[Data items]

########

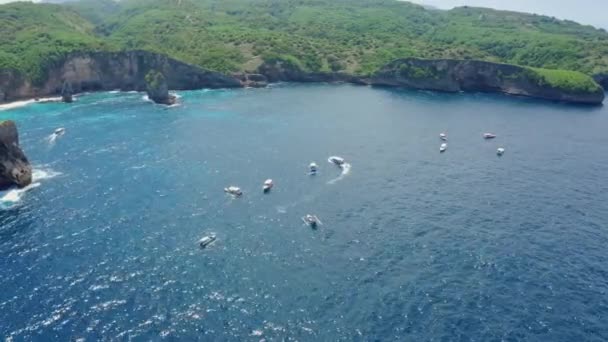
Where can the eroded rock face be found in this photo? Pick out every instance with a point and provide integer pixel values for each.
(477, 76)
(157, 88)
(15, 169)
(67, 92)
(103, 71)
(602, 79)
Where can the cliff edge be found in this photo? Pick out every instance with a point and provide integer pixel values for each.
(478, 76)
(15, 169)
(102, 71)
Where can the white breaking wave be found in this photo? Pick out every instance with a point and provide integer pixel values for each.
(345, 171)
(9, 199)
(19, 104)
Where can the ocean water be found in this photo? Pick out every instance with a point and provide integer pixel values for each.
(415, 245)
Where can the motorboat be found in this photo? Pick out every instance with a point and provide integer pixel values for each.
(207, 240)
(312, 221)
(313, 168)
(268, 184)
(234, 191)
(337, 160)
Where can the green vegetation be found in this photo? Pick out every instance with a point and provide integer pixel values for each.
(154, 79)
(354, 36)
(562, 79)
(33, 36)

########

AIM OF THE TASK –
Rewrite the entries above, changing every "photo" to "image" and keeping everything else the same. Leave the pictures out of your answer.

WRITTEN SOLUTION –
Where can the eroded rock face be found in this image? Pick out every instance with a point and provide integer pixel values for each.
(477, 76)
(157, 88)
(15, 169)
(67, 92)
(103, 71)
(602, 79)
Where can the cliff edge be found in this image? Pick out every instance with a point and provide integer pixel values for each.
(478, 76)
(15, 169)
(102, 71)
Where can the white breaking wave be found in this image? Pick out every instance with a point and provide integer pixel values for each.
(345, 171)
(9, 199)
(19, 104)
Where can the ocean water be found in this image? Pick out every instance with a point and provide integer pixel values for each.
(415, 245)
Where can the motorboat be found in this image? Pick out every instance with a point and provide integer pixel values for each.
(207, 240)
(312, 221)
(313, 168)
(268, 184)
(234, 191)
(337, 160)
Where can the green vegetation be found in this image? Pick out every instance with a point and provide integer pixel values for each.
(154, 79)
(354, 36)
(562, 79)
(33, 36)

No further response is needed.